--- GIVEN RECORDS ---
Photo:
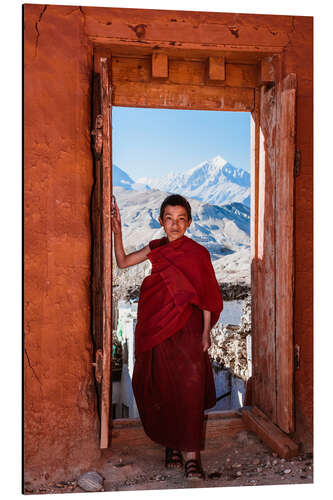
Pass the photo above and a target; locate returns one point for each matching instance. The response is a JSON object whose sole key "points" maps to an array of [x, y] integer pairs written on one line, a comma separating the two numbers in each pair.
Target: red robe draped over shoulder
{"points": [[182, 277], [173, 382]]}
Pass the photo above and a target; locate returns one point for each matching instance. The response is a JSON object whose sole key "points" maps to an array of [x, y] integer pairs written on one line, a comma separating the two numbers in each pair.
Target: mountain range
{"points": [[223, 230], [214, 181]]}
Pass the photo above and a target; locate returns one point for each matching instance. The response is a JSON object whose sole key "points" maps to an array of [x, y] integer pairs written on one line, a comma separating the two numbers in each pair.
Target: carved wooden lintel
{"points": [[216, 68], [159, 65]]}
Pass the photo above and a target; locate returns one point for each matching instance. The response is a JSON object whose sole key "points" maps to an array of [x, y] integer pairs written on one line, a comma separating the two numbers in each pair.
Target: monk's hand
{"points": [[116, 219], [205, 341]]}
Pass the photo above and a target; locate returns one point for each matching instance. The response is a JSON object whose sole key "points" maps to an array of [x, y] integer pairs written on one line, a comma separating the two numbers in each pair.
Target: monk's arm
{"points": [[122, 259], [206, 330], [131, 259]]}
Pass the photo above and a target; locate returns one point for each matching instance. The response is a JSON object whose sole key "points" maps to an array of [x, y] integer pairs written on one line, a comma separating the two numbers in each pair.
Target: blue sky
{"points": [[154, 142]]}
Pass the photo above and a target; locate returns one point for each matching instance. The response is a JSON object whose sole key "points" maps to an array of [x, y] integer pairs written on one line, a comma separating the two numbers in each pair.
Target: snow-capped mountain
{"points": [[122, 179], [224, 231], [215, 181]]}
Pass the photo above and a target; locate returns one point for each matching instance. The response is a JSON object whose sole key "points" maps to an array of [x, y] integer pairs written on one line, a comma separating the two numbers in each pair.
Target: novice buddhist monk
{"points": [[179, 303]]}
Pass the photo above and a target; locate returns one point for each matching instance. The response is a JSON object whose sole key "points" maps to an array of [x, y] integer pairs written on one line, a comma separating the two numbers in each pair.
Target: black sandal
{"points": [[193, 467], [173, 458]]}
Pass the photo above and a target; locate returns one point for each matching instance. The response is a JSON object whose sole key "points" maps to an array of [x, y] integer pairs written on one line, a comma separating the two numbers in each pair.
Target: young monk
{"points": [[179, 303]]}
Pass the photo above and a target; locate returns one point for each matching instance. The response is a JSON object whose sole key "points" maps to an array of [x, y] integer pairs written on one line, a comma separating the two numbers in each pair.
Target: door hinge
{"points": [[297, 162], [296, 357], [97, 136], [98, 365]]}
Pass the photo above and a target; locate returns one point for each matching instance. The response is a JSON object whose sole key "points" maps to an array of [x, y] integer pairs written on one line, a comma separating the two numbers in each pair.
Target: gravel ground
{"points": [[242, 461]]}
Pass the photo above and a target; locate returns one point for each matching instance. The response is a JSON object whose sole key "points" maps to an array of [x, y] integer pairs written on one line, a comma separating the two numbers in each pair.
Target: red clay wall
{"points": [[60, 417], [61, 427]]}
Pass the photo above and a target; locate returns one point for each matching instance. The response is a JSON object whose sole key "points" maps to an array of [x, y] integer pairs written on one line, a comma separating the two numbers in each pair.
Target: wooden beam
{"points": [[284, 228], [219, 427], [216, 68], [277, 440], [159, 65], [266, 73], [165, 95], [138, 69]]}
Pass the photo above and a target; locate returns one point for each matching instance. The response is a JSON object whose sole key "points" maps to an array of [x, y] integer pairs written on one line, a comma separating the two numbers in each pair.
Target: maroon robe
{"points": [[173, 381]]}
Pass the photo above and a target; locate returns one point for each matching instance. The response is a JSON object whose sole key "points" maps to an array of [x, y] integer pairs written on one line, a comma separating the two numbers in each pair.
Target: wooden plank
{"points": [[216, 68], [107, 253], [166, 95], [267, 74], [264, 380], [278, 441], [135, 69], [218, 428], [255, 289], [243, 54], [159, 65], [285, 251]]}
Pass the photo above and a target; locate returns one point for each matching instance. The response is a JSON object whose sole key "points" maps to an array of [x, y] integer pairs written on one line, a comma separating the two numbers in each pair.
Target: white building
{"points": [[123, 401]]}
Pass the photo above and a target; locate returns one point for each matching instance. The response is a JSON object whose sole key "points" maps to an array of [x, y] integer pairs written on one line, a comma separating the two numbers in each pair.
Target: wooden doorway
{"points": [[124, 76]]}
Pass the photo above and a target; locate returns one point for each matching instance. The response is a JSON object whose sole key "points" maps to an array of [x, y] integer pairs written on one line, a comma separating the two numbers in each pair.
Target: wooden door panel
{"points": [[264, 372], [272, 252], [101, 240], [284, 251]]}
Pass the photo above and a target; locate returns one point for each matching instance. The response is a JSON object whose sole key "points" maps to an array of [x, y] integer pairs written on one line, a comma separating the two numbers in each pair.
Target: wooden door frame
{"points": [[221, 63]]}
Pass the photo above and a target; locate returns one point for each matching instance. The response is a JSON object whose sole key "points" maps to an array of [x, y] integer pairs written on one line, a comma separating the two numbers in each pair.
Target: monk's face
{"points": [[175, 221]]}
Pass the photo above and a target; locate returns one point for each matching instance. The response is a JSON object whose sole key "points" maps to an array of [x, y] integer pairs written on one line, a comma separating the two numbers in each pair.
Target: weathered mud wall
{"points": [[61, 426], [60, 418]]}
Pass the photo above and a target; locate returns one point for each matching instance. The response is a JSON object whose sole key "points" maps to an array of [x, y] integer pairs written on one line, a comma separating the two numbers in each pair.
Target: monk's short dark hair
{"points": [[174, 200]]}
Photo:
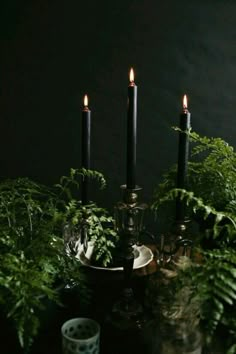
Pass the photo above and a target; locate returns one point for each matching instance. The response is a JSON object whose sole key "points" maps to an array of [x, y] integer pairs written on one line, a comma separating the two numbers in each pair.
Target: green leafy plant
{"points": [[34, 264], [210, 199]]}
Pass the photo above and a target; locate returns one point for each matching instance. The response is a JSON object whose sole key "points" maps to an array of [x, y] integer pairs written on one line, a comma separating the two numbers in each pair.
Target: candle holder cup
{"points": [[178, 243], [129, 215]]}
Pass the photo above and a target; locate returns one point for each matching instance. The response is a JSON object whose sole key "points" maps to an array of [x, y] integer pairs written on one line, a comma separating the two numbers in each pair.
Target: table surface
{"points": [[106, 289]]}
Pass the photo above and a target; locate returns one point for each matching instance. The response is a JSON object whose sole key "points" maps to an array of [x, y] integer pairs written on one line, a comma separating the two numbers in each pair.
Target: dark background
{"points": [[53, 52]]}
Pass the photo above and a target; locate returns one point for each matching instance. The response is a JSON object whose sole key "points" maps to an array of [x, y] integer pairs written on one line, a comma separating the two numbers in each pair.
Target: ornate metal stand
{"points": [[127, 312]]}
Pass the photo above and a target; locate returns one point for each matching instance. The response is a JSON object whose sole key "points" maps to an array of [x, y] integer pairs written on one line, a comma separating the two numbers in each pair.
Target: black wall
{"points": [[55, 51]]}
---
### YOUR GOAL
Write the listing above out again exactly, dropping each image.

### ANSWER TO THIS TASK
Photo:
Pass the photo above and a target; locate returns one point for each matching instance. The response is a JSON object whose sole key "points" maps to an array of [x, y] integer pairs written on one line, a comma separating the two numbers in each pair.
Target: red robe draped over shoulder
{"points": [[182, 277], [173, 382]]}
Pass the photo above and a target; locate returns one point for each matching instance. The response is a JSON object whose sole key "points" maps to an array of [x, y] integer pairs written on one line, a comma separating the two numbers in each pair.
Target: mountain range
{"points": [[223, 230], [214, 181]]}
Pass the photo above and a target; locate returns one point for each matching instance. The response is a JSON object whose sole key "points" maps to an array of [x, y] integer pairs written on one line, a comma separating the two numbers in each pair.
Target: carved wooden lintel
{"points": [[216, 68], [159, 65]]}
Pass the photo above and a target; locate returns one point for each matching instance. The response is a JSON object whose sole key "points" maps to an array of [x, y] integer pairs written on one line, a comma separating the two numbers in each pair.
Target: monk's hand
{"points": [[116, 219], [205, 341]]}
Pass the photo above and a target; locate returns one point for each matching instance. The response is a JSON object whose sole key "points" maps to an array of [x, y] integer pairs written on one line, a comma separating the two numbers in each pair.
Target: monk's arm
{"points": [[122, 259], [206, 330], [131, 259]]}
Pass the photo above and a target; locate returns one point for each matching instance. The response is a JSON object whose sole key "points" maps to an array of [x, y] integer pairs written on one line, a comma separating the two numbers in each pair.
Target: blue sky
{"points": [[154, 142]]}
Pass the photo above and a target; locate returns one point for each matching instance. The response is a JSON object whose sole key "points" maps to an array of [x, y] integer pairs written on one line, a comma separating the two numbers in each pair.
Target: snow-capped mountain
{"points": [[122, 179], [224, 231], [215, 181]]}
Pass the photo above and a target; locate returns one point for each matching instance. The response is a JSON object whose sole key "points" maps to an array of [x, y] integer pairs written on one line, a comma separating the two numbers in each pair.
Target: novice buddhist monk
{"points": [[179, 303]]}
Pass the photo above and a target; locate returns one point for each matching instance. The response is a JSON object whose sole key "points" maps to an array of [x, y] integer pairs written on one line, a comma separating the two numbers in each pair.
Target: black sandal
{"points": [[193, 467], [173, 458]]}
Pass the photo above and a target; locate returns one point for each matching instance. The response is a JSON object whose sole key "points" maps to an array of [x, y] integer pairs written on one line, a comma separating the two numbers in each pair.
Target: young monk
{"points": [[179, 303]]}
Pass the photo above and a target; locate returns one point for each matching instance. The response is a JSON object whose sole key "points" maps to an array of [x, y] integer pairs written on one line, a comma separating the two numbers in each pair.
Target: door hinge
{"points": [[297, 162], [296, 357], [97, 136], [98, 365]]}
Pass the photo above and a target; locate returns one point for each matching instance. The response is a JSON object whose sole key "points" maps to an array of [x, y] integer pairs written on one line, a comma separating the two numbers in each pair.
Target: gravel ground
{"points": [[242, 461]]}
Pass the photo above and a target; locate returns one point for each matching instance. The response is a JSON object whose sole key "points" maps to an array of [x, y] integer pairs written on one line, a comma separating the two numbers in each pair.
Target: red clay wall
{"points": [[60, 417], [61, 427]]}
Pass the photo above and a target; locate returns one point for each matching instance. The response is a JSON object whose sole key "points" maps to an array of [x, y] integer pairs written on one line, a comma separating the two numbers in each pair.
Target: wooden beam
{"points": [[284, 228], [219, 427], [216, 68], [277, 440], [159, 65], [266, 73], [165, 95], [138, 69]]}
Pass the photo above and a target; locate returns one point for each matching instance. The response is a JSON object whose sole key "points" maps to an array of [x, y] integer pairs written on one line, a comma separating the two numbers in each pair.
Target: maroon robe
{"points": [[173, 381]]}
Pass the photo above and a target; locate returns one point for each matching instance. The response is a JSON object whose sole key "points" maps to an array of [x, y] integer pairs written on one line, a comma separating the two numbers in each pair.
Target: wooden plank
{"points": [[216, 68], [107, 253], [166, 95], [267, 74], [264, 380], [278, 441], [135, 69], [218, 428], [255, 289], [243, 54], [159, 65], [285, 251]]}
Pass the photo above and a target; locate returns one point for each matching instance. The response is a JSON object whose sole key "points" maps to an array of [x, y] integer pairs written on one line, a comma separating the two numbers in each pair.
Target: white building
{"points": [[123, 401]]}
Pass the photo above and a target; locate returns one point for each matching instance. The response is a JSON object whose sole key "points" maps to an array of [x, y] integer pairs written on one line, a comma separating the two numbers in each pair.
Target: wooden doorway
{"points": [[124, 76]]}
Pass the photo above and a target; locate returns one point for each matching instance. The response is a JSON object whose sole key "points" maps to an array of [x, y] integer pairs written on one line, a comma separating the two numbers in each pair.
Target: wooden door panel
{"points": [[264, 372], [272, 252], [101, 240], [284, 251]]}
Pass the photo above and a target; locate returns one point for each matching instance. The response is a JSON object whose sole key "points" maps to an array of [x, y] integer pairs written on one line, a comma separating the two numbers in each pair.
Target: wooden door frame
{"points": [[221, 63]]}
Pass the photo above and a target; locate returns one point for each matching instance. The response is a JSON object whose sole key "points" maps to an array of [x, y] integer pairs written on one line, a comma separating the two numbers in each pair.
Target: monk's face
{"points": [[175, 221]]}
Pass the photo above and a target; locate returns one point for each matching instance. The response is a JSON object whose sole key "points" maps to an array of [x, y] integer pairs written on one line, a comma separating the two numbers in each pair.
Target: weathered mud wall
{"points": [[61, 426], [60, 418]]}
Pass the photo above and a target; locate returns one point for each matching instance. The response is a JSON object whose sole key "points" maps to an array of [x, y] integer pairs written on one line, a comma separating the two numbers in each pair.
Target: monk's short dark hair
{"points": [[174, 200]]}
Photo:
Pass the photo above and a target; locate returns one point for each matching instance. The response is a JSON object whose sole key "points" maps to an array of [x, y] integer pairs written on one line, a comma separating the two numbers in each pair.
Target: green leafy plant
{"points": [[34, 264], [210, 199]]}
Pass the photo above and a target; locate returns one point for each matching instance. The response is a JSON object whose sole key "points" maps to an array of [x, y] integer pairs written on one line, a comma separating the two numbers in each pair.
Target: candle holder cup
{"points": [[178, 243], [129, 215]]}
Pass the photo above and a target; locate returns one point for each matching instance. The response is a JSON object whose sole key "points" maps to an array of [x, y] integer pairs written on one line, a comma separating the two numbers in each pair.
Target: table surface
{"points": [[106, 289]]}
Pass the photo above and a target; locate returns one point for each matching instance. The response is a JSON object whose sole key "points" maps to an array of [x, y] integer pairs written on one line, a comma separating the two numbers in each pair.
Target: dark background
{"points": [[53, 52]]}
Pass the photo above and a target; locate returns one point for each matching instance. The response is a JSON object whose sole key "points" maps to an array of [x, y] integer pairs written on one line, a comma separating the two numbers in each pair.
Target: ornate metal stand
{"points": [[127, 312]]}
Pass the photo above and a target; locate returns one point for each matching instance. The response is a JSON object whose sole key "points" maps to an array of [x, y] integer pairs written on one line, a comma separating the two numbers in each pair.
Target: black wall
{"points": [[55, 51]]}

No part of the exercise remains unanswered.